Description of the task: Please copy every line from the records below that contains the string "grassy".

[Natural-language object grounding data]
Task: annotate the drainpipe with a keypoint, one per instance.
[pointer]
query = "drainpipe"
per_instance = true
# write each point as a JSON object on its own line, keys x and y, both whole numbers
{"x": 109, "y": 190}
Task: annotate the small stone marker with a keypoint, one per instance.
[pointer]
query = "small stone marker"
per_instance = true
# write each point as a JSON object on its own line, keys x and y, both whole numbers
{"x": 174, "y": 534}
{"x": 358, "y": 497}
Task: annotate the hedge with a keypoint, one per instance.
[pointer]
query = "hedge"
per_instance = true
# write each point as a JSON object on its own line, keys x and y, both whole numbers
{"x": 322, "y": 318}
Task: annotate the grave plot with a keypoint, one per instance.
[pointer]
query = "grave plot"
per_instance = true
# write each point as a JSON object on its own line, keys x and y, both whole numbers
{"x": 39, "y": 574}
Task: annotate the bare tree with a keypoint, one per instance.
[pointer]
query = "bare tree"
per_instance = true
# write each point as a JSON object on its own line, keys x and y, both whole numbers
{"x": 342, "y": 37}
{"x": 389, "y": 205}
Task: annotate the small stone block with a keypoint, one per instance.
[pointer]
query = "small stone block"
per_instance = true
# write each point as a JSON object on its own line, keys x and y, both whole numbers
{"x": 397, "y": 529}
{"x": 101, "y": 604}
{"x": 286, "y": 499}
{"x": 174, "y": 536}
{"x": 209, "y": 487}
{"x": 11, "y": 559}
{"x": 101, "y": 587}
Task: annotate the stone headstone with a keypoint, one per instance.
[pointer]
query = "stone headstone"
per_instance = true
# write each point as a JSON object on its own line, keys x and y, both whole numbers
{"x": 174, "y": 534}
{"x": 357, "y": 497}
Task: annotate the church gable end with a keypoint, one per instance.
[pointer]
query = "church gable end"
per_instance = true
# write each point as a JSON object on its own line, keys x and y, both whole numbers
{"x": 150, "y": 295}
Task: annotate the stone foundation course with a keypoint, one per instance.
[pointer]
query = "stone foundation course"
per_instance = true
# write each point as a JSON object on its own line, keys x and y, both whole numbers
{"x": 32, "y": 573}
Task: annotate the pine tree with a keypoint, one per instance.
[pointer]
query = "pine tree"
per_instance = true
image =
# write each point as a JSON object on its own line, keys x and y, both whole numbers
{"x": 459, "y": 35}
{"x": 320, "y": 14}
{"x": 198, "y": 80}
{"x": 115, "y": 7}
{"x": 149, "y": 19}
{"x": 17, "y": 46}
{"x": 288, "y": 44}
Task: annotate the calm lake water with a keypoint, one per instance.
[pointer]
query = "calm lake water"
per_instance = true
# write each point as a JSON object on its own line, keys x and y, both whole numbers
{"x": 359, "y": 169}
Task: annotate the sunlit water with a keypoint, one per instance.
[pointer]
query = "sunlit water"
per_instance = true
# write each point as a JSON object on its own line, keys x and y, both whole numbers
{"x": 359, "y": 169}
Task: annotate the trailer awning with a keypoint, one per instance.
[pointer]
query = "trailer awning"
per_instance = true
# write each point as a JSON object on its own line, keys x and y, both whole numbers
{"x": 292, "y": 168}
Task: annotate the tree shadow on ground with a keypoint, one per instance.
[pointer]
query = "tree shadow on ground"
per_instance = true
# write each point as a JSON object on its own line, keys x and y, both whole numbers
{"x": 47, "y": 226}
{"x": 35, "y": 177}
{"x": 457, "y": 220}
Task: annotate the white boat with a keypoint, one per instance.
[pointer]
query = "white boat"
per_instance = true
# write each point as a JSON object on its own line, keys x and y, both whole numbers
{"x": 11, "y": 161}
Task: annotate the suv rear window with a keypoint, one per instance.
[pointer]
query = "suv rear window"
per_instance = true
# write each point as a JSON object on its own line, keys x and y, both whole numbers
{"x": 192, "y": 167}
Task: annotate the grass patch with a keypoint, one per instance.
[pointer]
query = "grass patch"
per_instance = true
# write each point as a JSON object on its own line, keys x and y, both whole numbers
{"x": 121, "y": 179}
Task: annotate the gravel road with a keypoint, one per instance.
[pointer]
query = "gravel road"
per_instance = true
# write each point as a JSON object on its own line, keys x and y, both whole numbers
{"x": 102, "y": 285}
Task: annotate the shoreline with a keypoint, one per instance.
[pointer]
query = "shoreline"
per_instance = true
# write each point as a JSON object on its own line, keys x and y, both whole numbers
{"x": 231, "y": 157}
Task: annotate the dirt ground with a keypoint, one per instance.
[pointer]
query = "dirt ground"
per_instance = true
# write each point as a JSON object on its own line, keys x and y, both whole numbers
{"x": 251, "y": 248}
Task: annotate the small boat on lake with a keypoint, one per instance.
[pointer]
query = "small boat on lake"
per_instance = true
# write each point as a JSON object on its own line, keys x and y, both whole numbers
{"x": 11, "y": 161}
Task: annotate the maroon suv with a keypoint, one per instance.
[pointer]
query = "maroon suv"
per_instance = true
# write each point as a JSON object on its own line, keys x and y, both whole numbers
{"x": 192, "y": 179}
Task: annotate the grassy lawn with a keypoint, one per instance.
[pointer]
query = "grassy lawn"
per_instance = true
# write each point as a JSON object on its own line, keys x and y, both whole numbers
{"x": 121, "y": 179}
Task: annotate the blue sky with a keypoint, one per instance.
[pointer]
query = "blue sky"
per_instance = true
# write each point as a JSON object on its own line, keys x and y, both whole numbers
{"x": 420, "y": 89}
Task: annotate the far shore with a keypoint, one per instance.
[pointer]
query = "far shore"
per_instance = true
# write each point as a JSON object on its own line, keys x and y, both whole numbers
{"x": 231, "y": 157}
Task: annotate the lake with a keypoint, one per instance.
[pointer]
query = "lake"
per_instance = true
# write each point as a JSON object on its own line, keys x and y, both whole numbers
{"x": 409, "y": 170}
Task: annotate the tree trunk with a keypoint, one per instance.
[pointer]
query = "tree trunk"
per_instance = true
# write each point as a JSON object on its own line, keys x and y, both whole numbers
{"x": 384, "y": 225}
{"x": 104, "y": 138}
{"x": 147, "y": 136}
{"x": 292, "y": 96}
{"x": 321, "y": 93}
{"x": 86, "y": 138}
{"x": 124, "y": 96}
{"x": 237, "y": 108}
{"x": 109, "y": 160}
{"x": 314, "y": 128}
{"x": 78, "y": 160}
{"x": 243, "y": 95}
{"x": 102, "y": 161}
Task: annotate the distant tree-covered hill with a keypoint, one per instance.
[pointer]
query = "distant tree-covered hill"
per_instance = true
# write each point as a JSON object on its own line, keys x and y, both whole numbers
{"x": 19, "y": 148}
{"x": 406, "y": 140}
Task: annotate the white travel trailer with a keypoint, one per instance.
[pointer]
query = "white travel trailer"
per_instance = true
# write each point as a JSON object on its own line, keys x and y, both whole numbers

Finished task:
Task: annotate the grassy lawn with a keypoint, one per instance.
query = "grassy lawn"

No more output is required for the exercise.